** Opening Material for this task block **

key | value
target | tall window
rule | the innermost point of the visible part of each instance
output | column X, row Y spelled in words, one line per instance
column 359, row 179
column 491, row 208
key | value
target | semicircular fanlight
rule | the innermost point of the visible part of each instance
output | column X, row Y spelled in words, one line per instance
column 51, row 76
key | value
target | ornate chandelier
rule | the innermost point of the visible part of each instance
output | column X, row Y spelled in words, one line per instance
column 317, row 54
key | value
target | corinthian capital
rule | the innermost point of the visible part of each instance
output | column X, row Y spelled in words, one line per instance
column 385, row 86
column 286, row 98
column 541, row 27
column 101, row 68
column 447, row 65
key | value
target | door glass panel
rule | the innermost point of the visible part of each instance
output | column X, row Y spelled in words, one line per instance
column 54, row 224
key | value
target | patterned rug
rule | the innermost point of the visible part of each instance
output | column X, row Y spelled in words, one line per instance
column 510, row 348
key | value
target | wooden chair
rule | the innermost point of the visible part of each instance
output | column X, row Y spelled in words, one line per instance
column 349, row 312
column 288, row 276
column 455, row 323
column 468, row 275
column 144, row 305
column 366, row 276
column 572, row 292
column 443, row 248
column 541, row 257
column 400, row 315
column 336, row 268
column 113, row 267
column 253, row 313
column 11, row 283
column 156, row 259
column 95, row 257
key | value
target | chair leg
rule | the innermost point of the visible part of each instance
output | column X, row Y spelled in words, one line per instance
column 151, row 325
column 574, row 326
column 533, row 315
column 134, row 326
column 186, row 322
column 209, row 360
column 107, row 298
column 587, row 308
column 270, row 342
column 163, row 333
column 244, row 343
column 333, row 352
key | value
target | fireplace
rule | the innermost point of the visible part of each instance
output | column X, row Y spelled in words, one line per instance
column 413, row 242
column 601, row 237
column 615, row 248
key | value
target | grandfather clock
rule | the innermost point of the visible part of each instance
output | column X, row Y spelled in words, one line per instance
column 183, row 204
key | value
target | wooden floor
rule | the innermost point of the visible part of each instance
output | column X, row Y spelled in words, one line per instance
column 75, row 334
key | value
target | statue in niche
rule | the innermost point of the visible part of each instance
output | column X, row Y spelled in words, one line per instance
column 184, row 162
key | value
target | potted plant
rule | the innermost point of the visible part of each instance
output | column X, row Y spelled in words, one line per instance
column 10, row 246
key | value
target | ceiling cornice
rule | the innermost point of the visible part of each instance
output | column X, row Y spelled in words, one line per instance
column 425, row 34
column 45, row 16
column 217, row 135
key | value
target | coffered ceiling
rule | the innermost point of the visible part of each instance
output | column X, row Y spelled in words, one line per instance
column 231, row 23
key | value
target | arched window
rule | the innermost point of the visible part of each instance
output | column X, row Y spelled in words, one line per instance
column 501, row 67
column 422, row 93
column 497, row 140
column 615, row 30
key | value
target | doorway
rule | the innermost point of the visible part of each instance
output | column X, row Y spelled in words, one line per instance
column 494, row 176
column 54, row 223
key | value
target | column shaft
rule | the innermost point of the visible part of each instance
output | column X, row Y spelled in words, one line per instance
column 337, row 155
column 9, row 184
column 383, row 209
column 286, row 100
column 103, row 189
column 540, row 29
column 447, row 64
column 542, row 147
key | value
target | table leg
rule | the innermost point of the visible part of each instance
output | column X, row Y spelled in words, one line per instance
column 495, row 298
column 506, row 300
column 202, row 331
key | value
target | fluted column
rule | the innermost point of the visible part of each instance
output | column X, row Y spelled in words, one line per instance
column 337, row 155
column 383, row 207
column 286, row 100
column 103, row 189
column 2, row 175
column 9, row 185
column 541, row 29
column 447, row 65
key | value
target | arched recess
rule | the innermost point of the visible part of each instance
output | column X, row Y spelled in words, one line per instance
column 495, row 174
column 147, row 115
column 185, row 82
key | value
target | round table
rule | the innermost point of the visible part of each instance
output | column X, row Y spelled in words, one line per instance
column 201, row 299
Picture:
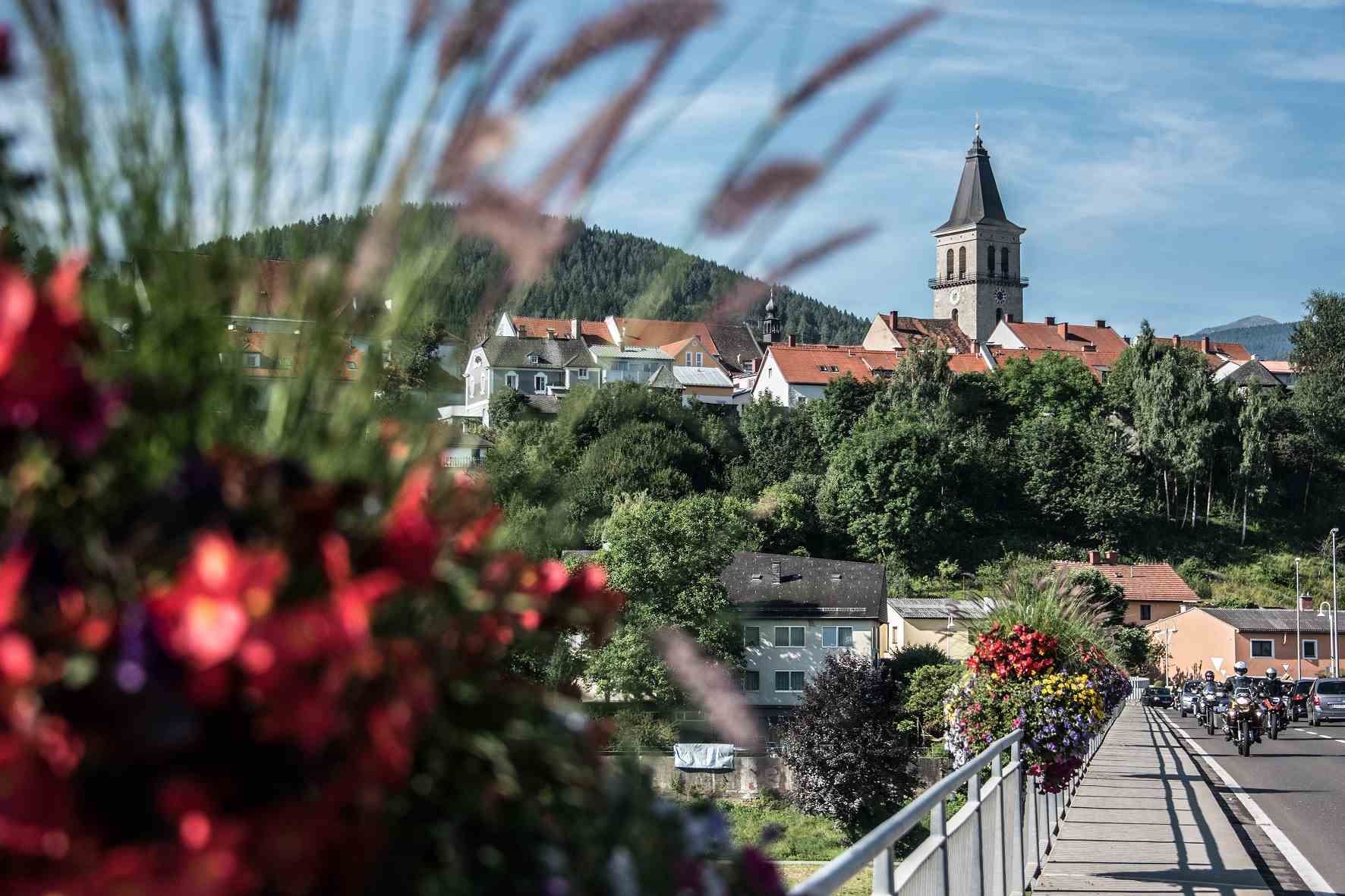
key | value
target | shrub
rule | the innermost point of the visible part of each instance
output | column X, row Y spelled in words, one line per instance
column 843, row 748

** Closing Material for this task block **

## Assignment
For each entry, copy the text exactly and leave out any image it carries.

## Written solution
key | value
target | tall window
rule | the innermost point of the visible part of each instance
output | column X, row Y spelled in words, one line per instance
column 359, row 179
column 491, row 208
key | value
target | semicircular fanlight
rule | the innermost point of the visible part of each instance
output | column X, row Y spelled in words, one line per instance
column 51, row 76
key | value
target | ornate chandelier
rule | the innermost point of the visible part of each instance
output | column X, row Y spelled in words, one line per instance
column 317, row 54
key | value
target | corinthian capital
rule | the innermost point of the visible part of each instance
output | column X, row Y spelled in words, one line per instance
column 385, row 86
column 286, row 98
column 541, row 27
column 101, row 68
column 447, row 65
key | value
target | door glass panel
rule | the innermost point of the visible part of each instance
output | column X, row Y spelled in words, one line per instance
column 54, row 224
key | value
target | patterned rug
rule | the innermost point of the visible part of each instance
output | column X, row Y spelled in words, one line per instance
column 510, row 348
key | value
target | wooden chair
rule | the innermost point of the visible part of each instance
output | column X, row Y spelled in words, one line per instance
column 349, row 312
column 288, row 276
column 455, row 323
column 468, row 275
column 144, row 305
column 366, row 276
column 572, row 292
column 443, row 248
column 541, row 257
column 400, row 315
column 336, row 268
column 113, row 267
column 253, row 313
column 11, row 283
column 156, row 259
column 95, row 257
key | value
target | chair leg
rule | the innermost point of the visible part of each instance
output | column X, row Y spelled in words, one line per instance
column 151, row 325
column 574, row 326
column 533, row 315
column 134, row 326
column 186, row 322
column 209, row 360
column 107, row 298
column 587, row 308
column 270, row 342
column 163, row 333
column 244, row 343
column 333, row 352
key | value
target | fireplace
rule | the innermost point of the visible part of each instance
output | column X, row Y spelled in words, one line per instance
column 413, row 242
column 601, row 237
column 615, row 248
key | value
target | grandfather clock
rule | the innermost point of the visible part of each instance
output | column X, row Y spelled in words, one line per instance
column 183, row 204
key | value
target | wooden floor
rule | the innermost point of the visible part of each instance
output | column X, row Y spelled in words, one line per instance
column 75, row 334
key | value
target | statue in niche
rule | the innermost point of the visible part of each instance
output | column X, row Y spelled in words, one line per instance
column 184, row 162
key | value
target | potted plant
rule | the innermost point of the visible part of each instance
output | column X, row Y spelled in words, one line per instance
column 10, row 246
key | value
target | ceiling cornice
rule | the innermost point of the visible part of each instance
output | column X, row Y spelled in words, one line per instance
column 425, row 34
column 45, row 16
column 217, row 135
key | value
target | coffered ceiling
rule | the innermost point of the visible part of each instance
output | column X, row Y spelled in words, one line per instance
column 231, row 23
key | value
target | arched window
rule | the innermost point of the visible part of each instance
output | column X, row Y spelled in words, one line per instance
column 501, row 67
column 422, row 93
column 497, row 140
column 615, row 30
key | value
target | doorway
rule | the innermost point of the visible part of each instance
output | column X, row Y spelled in words, one line per instance
column 494, row 176
column 54, row 223
key | value
target | column shaft
rule | the innermost point of the visible part of each instance
output | column X, row Y spelled in words, one line per instance
column 337, row 155
column 9, row 184
column 383, row 209
column 286, row 100
column 103, row 189
column 540, row 29
column 447, row 64
column 542, row 147
key | value
target | table leg
rule | the innermost point of the visible part of each instance
output | column X, row Y spelled in words, one line per instance
column 495, row 298
column 506, row 300
column 202, row 331
key | value
target | fluted column
rule | the innermost point of the visible part of each instance
output | column X, row Y spelled in words, one line per instance
column 337, row 155
column 383, row 207
column 286, row 100
column 103, row 189
column 2, row 175
column 9, row 185
column 541, row 29
column 447, row 65
key | value
target | arched recess
rule | the innermost point of the visible part of each instance
output | column X, row Y spelled in words, one line per instance
column 495, row 174
column 147, row 115
column 185, row 82
key | value
target | round table
rule | the innermost point of the visible part of each instance
output | column X, row Y spelled in words, one line per instance
column 201, row 299
Picture:
key | value
target | shrub
rule | the innermost point of the visible part of each instance
output | column X, row Y spelled in words, one line per instance
column 843, row 748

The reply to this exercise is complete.